__DATA EXCERPTS__.
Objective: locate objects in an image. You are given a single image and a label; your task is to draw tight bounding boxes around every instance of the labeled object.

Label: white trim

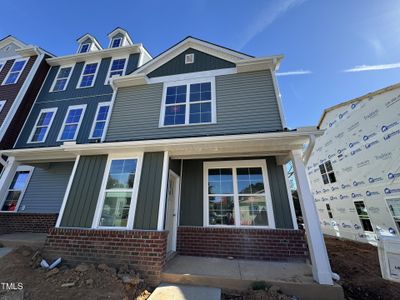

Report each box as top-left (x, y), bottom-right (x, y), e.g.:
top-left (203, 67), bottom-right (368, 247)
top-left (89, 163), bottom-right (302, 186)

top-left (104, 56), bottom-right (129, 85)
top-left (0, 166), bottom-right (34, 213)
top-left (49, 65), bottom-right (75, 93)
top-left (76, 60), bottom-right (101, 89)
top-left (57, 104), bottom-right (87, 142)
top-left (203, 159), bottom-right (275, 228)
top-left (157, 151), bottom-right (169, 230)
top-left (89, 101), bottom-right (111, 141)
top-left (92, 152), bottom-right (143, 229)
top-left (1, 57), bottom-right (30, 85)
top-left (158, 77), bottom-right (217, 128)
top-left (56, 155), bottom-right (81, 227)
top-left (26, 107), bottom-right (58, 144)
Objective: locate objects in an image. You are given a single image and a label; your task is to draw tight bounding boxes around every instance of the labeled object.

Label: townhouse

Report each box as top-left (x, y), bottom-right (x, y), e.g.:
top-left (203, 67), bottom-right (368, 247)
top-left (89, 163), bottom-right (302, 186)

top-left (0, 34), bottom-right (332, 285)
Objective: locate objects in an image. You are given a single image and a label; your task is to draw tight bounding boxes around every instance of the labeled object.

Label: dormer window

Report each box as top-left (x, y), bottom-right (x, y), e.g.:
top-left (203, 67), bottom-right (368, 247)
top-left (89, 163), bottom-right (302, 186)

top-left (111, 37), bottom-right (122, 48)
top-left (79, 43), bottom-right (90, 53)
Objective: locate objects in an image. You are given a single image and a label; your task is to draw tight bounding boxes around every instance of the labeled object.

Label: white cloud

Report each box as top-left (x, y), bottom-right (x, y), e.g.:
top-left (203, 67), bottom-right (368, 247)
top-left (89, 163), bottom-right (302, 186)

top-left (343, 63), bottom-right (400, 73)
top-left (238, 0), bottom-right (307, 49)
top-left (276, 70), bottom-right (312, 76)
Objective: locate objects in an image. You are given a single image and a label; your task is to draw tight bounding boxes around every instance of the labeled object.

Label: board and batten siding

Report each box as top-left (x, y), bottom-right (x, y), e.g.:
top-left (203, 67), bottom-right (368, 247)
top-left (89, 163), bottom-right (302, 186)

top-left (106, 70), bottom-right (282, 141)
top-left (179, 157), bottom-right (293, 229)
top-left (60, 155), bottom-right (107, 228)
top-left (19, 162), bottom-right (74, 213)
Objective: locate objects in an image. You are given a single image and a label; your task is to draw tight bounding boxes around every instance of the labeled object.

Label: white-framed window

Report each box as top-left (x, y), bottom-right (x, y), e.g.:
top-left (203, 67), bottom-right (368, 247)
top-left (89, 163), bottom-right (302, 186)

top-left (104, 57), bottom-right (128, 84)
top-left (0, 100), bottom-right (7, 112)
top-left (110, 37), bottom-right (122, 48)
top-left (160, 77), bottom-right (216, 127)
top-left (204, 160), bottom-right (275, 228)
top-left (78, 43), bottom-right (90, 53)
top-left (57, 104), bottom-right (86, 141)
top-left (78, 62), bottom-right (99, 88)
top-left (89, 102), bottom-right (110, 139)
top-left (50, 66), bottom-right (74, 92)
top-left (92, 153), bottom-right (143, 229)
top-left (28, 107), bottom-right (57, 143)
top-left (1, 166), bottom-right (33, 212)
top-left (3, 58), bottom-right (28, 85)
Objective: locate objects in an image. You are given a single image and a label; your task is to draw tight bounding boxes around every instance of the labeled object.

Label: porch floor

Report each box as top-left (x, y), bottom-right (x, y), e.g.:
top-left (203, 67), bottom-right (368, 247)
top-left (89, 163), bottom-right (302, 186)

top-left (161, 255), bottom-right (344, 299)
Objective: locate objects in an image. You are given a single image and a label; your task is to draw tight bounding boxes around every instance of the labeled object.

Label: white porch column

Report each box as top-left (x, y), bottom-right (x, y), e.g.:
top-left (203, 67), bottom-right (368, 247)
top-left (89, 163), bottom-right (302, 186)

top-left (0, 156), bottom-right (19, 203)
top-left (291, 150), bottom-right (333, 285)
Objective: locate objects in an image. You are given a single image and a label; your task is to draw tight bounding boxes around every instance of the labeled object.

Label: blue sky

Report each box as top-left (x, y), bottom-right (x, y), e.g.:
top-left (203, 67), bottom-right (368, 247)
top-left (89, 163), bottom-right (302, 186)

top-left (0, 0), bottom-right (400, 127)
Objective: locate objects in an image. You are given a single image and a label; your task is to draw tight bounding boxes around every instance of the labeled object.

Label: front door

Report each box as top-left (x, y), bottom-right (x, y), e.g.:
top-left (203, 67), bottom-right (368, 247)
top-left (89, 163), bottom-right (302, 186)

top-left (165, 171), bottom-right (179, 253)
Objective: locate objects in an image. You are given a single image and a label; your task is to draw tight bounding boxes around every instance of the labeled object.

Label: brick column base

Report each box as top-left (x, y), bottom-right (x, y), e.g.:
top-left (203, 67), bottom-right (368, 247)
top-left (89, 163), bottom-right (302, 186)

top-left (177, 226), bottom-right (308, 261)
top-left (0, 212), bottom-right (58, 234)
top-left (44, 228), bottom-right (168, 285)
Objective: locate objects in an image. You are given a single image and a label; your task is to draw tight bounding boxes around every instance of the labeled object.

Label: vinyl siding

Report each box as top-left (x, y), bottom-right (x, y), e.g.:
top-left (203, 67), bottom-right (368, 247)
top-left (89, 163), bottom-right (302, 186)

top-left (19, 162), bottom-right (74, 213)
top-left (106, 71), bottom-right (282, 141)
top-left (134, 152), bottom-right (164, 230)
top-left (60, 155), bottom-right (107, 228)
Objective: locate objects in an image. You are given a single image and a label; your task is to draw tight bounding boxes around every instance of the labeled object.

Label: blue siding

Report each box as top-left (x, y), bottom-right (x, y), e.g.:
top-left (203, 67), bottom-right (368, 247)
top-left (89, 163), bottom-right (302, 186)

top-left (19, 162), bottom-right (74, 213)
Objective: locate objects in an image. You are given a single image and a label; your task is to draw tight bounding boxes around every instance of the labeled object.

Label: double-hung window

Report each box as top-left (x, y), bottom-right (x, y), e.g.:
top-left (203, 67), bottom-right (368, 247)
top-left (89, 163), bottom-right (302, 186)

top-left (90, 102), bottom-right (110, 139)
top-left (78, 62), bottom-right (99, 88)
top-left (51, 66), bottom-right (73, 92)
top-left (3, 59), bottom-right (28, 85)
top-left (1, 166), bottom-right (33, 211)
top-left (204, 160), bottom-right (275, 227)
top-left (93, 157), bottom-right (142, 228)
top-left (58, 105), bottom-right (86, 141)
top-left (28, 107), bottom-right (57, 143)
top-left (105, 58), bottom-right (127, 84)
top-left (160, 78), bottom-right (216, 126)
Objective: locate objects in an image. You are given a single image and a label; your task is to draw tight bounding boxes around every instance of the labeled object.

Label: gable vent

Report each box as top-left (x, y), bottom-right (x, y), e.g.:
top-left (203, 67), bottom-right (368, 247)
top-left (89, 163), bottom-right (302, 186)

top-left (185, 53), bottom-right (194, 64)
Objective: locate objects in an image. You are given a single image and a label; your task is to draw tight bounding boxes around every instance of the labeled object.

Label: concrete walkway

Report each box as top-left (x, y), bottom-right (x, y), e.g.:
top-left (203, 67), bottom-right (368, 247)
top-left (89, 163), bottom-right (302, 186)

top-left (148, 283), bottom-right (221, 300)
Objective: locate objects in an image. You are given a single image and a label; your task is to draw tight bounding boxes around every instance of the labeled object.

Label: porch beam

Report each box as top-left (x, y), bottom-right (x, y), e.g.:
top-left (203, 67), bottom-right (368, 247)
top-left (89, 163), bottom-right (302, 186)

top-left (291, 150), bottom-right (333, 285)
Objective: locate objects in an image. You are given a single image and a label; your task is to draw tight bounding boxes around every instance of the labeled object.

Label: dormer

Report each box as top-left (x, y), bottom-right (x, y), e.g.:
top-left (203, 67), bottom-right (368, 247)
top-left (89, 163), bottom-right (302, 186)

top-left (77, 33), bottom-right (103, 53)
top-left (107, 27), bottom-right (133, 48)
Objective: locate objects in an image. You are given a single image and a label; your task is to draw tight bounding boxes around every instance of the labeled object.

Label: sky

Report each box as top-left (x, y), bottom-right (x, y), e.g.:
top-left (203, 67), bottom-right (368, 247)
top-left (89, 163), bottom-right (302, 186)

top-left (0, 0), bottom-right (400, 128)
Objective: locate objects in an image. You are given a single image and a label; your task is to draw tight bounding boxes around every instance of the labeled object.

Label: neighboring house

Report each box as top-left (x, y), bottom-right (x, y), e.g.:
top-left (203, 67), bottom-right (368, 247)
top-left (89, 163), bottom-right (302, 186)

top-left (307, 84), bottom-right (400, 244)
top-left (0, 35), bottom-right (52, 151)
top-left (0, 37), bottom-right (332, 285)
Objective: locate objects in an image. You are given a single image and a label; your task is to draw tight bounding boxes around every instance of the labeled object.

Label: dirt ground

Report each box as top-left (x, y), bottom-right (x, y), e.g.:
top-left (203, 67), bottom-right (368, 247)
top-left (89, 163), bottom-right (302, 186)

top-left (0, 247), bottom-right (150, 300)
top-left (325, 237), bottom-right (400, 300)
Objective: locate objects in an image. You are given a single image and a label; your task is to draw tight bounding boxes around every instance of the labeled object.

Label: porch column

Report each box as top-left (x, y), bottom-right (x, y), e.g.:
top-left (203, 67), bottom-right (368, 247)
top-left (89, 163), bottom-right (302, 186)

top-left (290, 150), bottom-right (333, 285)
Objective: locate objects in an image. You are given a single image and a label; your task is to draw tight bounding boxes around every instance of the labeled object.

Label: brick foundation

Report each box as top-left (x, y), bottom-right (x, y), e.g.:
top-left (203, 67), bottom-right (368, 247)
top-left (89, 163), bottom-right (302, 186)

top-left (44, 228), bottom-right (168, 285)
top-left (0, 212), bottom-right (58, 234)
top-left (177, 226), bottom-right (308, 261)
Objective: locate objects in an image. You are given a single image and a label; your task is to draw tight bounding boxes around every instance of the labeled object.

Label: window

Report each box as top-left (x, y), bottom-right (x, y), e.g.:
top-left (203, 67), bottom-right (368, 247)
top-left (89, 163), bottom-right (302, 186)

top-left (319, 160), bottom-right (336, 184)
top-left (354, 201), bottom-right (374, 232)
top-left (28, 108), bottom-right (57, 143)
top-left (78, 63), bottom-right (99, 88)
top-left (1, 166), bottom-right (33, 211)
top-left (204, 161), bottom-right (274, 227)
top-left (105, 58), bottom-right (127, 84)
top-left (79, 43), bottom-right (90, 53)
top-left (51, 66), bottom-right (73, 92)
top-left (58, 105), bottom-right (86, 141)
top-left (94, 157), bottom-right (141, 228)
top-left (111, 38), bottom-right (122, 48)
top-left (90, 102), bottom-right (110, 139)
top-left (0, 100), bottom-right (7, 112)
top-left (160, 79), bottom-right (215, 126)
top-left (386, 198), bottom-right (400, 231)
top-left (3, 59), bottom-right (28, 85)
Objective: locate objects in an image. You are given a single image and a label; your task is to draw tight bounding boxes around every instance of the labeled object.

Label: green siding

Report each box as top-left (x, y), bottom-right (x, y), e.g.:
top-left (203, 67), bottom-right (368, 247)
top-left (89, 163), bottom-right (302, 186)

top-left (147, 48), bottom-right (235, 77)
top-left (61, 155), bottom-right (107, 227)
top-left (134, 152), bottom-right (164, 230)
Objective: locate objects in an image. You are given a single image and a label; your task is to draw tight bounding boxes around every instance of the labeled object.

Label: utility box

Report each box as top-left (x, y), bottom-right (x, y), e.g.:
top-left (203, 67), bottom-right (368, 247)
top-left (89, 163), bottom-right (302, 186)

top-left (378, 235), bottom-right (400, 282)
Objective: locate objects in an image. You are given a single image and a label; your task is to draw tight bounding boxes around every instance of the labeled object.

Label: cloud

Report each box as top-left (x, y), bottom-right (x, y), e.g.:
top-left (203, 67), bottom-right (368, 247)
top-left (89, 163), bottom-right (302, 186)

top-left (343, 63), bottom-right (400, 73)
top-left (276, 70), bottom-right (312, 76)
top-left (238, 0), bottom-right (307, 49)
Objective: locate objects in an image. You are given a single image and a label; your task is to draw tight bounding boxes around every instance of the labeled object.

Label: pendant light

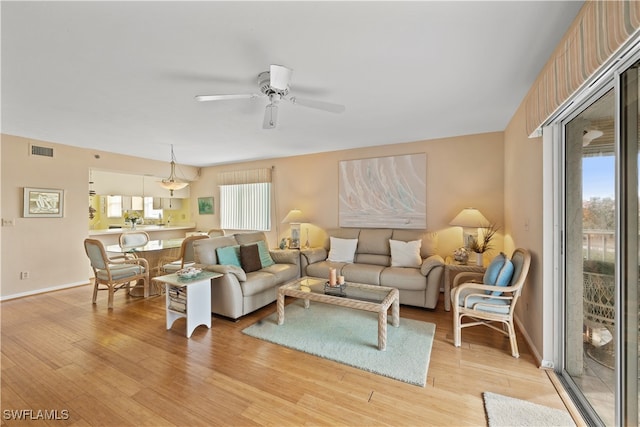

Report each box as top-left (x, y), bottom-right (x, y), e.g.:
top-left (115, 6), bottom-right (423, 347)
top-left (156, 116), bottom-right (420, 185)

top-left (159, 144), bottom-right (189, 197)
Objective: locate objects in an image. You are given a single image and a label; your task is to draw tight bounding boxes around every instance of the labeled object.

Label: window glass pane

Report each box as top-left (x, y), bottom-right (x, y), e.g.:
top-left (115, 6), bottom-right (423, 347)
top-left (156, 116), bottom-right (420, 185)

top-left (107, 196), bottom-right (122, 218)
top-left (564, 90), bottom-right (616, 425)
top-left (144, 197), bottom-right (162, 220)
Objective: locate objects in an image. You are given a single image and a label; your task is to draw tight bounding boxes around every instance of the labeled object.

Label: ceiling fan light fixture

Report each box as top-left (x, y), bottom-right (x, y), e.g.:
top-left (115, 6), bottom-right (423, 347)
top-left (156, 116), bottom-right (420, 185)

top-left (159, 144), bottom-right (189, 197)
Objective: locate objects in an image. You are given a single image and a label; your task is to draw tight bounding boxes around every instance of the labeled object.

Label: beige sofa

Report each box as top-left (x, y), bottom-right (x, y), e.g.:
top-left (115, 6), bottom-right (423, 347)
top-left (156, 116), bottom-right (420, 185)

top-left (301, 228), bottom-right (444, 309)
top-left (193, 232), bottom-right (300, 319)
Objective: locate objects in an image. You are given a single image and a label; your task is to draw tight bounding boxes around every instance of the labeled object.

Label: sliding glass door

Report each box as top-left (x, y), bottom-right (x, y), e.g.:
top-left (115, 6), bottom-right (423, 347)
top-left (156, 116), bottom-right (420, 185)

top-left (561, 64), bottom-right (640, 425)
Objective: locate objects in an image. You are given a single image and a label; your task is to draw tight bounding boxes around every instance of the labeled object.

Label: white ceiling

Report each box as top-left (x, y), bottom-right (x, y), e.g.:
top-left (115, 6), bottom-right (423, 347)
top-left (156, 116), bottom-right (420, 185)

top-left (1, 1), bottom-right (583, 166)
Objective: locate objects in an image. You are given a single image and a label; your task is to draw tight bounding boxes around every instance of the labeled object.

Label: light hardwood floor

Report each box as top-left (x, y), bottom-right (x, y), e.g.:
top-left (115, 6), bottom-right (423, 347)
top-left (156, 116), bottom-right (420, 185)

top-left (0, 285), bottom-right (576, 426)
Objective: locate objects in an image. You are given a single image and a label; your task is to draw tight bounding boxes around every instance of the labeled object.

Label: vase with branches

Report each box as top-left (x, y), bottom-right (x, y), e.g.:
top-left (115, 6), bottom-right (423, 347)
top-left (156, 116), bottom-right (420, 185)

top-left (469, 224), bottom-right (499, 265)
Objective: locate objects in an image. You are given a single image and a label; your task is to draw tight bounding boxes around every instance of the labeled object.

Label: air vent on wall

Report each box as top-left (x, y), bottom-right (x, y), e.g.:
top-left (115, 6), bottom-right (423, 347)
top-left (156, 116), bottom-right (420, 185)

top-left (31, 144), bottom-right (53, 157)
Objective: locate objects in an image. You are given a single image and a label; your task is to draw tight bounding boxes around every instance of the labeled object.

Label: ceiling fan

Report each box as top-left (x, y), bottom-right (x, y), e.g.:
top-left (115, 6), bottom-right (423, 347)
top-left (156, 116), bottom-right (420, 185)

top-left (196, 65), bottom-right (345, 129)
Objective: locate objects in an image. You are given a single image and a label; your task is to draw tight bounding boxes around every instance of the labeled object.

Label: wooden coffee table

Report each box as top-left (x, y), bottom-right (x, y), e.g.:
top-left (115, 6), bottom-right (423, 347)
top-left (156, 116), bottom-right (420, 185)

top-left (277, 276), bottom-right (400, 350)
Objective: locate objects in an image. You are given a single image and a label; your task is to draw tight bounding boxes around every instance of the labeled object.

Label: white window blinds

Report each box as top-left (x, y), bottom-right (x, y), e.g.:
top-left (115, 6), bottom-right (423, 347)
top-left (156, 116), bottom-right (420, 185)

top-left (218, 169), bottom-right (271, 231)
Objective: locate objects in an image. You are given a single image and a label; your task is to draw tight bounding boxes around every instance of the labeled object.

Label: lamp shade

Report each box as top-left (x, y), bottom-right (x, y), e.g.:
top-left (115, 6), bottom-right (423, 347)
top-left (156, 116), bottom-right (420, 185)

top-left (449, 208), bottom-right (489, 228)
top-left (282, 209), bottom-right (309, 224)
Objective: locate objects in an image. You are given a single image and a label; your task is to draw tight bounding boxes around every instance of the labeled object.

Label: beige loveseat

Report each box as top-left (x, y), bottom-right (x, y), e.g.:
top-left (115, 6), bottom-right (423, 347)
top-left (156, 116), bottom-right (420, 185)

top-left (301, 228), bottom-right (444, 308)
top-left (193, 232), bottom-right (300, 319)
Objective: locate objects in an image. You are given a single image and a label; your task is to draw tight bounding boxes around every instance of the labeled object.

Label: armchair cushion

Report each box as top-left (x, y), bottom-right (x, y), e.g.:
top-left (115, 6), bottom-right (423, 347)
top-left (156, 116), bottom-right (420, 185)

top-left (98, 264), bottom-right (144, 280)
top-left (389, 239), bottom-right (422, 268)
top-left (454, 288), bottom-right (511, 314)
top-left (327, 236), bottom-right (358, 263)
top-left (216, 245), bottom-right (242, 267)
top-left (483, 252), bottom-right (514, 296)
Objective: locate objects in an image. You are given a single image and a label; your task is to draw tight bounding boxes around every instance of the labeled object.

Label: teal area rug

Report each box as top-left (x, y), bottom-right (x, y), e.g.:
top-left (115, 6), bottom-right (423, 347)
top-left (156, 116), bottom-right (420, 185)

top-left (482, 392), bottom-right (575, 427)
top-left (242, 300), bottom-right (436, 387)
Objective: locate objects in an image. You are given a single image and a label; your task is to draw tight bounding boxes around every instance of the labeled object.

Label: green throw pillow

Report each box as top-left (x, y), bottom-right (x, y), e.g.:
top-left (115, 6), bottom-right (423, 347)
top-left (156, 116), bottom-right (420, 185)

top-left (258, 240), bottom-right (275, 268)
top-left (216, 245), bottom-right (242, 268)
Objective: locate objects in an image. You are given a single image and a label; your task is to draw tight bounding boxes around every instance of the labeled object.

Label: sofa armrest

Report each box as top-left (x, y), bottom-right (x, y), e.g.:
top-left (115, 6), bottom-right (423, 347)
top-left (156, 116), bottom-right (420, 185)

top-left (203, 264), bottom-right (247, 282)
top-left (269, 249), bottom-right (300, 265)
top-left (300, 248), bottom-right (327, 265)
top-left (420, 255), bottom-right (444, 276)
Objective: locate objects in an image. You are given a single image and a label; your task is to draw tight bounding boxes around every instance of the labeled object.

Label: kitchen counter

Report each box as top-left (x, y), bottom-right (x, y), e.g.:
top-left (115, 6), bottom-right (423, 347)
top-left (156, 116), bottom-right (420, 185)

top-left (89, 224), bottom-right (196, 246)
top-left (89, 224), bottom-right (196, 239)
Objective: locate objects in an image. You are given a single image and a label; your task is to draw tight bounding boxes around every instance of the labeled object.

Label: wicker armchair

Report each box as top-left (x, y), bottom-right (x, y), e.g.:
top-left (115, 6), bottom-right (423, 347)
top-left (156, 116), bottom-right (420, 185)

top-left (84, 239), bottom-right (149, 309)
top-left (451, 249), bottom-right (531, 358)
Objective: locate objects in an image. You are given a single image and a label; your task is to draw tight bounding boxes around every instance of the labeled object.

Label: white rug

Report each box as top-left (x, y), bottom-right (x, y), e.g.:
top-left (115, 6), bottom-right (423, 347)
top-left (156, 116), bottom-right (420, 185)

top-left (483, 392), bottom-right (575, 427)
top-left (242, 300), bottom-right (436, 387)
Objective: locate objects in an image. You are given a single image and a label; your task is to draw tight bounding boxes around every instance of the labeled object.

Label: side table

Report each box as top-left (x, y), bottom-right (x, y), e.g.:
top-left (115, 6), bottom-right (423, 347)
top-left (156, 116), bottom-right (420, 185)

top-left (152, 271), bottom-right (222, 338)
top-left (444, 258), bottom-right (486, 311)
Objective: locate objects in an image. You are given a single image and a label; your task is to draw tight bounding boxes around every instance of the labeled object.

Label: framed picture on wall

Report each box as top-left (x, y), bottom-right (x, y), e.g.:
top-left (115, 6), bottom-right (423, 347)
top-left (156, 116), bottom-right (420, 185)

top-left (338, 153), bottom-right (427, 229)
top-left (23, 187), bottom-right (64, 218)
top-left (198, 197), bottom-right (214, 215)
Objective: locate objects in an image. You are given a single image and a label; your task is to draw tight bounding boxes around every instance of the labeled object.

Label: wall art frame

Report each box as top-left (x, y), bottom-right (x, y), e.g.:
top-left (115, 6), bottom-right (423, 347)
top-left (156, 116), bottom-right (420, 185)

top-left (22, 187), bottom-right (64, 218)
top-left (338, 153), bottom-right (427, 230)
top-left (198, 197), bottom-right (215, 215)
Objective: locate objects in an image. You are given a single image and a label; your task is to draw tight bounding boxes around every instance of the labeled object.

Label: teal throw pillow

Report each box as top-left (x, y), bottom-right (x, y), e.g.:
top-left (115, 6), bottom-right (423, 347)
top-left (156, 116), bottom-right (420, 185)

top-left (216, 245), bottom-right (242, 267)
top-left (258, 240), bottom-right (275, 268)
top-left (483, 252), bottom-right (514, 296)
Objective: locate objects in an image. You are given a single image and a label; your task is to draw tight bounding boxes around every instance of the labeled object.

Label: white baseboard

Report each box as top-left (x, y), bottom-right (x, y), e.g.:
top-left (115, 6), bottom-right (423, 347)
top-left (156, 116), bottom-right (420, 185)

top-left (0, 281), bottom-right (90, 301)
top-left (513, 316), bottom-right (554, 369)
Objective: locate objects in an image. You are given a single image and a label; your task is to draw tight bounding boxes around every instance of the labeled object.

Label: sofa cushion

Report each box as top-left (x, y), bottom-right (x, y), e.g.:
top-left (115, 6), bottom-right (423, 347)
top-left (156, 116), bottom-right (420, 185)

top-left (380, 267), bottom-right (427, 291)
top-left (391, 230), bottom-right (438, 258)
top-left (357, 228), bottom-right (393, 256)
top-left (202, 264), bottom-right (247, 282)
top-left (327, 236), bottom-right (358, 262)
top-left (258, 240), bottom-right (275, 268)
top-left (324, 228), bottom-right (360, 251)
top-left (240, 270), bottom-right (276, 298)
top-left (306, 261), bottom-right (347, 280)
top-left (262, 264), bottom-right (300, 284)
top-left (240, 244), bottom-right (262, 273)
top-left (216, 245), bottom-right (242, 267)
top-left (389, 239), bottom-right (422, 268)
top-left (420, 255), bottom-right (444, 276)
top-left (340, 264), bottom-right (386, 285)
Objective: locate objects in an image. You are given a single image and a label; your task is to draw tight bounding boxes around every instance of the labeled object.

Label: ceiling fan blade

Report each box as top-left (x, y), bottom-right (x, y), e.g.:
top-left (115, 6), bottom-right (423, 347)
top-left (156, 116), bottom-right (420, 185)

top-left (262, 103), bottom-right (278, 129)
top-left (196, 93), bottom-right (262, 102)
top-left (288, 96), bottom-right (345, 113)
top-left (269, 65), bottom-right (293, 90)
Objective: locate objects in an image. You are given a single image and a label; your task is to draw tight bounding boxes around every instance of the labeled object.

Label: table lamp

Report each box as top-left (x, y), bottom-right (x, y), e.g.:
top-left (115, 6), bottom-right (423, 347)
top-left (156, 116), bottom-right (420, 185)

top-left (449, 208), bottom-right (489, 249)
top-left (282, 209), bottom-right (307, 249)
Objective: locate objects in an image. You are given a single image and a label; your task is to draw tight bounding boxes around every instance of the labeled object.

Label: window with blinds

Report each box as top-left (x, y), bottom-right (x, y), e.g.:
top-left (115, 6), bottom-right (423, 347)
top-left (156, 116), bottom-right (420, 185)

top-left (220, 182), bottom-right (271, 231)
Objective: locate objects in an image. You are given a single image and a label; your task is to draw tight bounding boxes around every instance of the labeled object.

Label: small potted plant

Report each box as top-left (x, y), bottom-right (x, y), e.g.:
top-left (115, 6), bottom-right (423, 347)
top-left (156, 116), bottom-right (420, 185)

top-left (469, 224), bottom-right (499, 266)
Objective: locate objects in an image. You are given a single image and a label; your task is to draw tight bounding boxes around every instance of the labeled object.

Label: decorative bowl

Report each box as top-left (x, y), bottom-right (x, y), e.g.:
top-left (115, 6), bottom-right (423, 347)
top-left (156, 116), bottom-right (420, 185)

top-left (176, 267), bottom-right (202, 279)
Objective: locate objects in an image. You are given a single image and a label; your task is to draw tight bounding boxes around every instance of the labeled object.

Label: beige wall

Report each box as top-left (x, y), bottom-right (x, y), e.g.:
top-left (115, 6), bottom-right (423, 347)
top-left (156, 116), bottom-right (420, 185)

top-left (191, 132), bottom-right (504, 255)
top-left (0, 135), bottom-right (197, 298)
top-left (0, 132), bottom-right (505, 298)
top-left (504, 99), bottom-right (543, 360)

__INSTRUCTION__. Rewrite the entries from their beginning through the line containing "top-left (26, 107), bottom-right (58, 144)", replacing "white trim" with "window trim" and keeping everything else the same. Omit the pictures from your version.

__TASK SOLUTION__.
Objective: locate objects in an image. You are given a single image and a label; your task is to draw tight bounding boxes around every instance of the labeled object.

Label: window trim


Report each box as top-left (x, y), bottom-right (x, y), e.g.:
top-left (203, 67), bottom-right (368, 247)
top-left (89, 163), bottom-right (302, 186)

top-left (104, 56), bottom-right (129, 85)
top-left (0, 166), bottom-right (34, 213)
top-left (49, 65), bottom-right (75, 93)
top-left (76, 60), bottom-right (101, 89)
top-left (57, 104), bottom-right (87, 142)
top-left (203, 159), bottom-right (275, 228)
top-left (157, 151), bottom-right (169, 230)
top-left (89, 101), bottom-right (111, 141)
top-left (92, 152), bottom-right (143, 229)
top-left (1, 57), bottom-right (30, 85)
top-left (158, 77), bottom-right (217, 128)
top-left (56, 155), bottom-right (81, 227)
top-left (26, 107), bottom-right (58, 144)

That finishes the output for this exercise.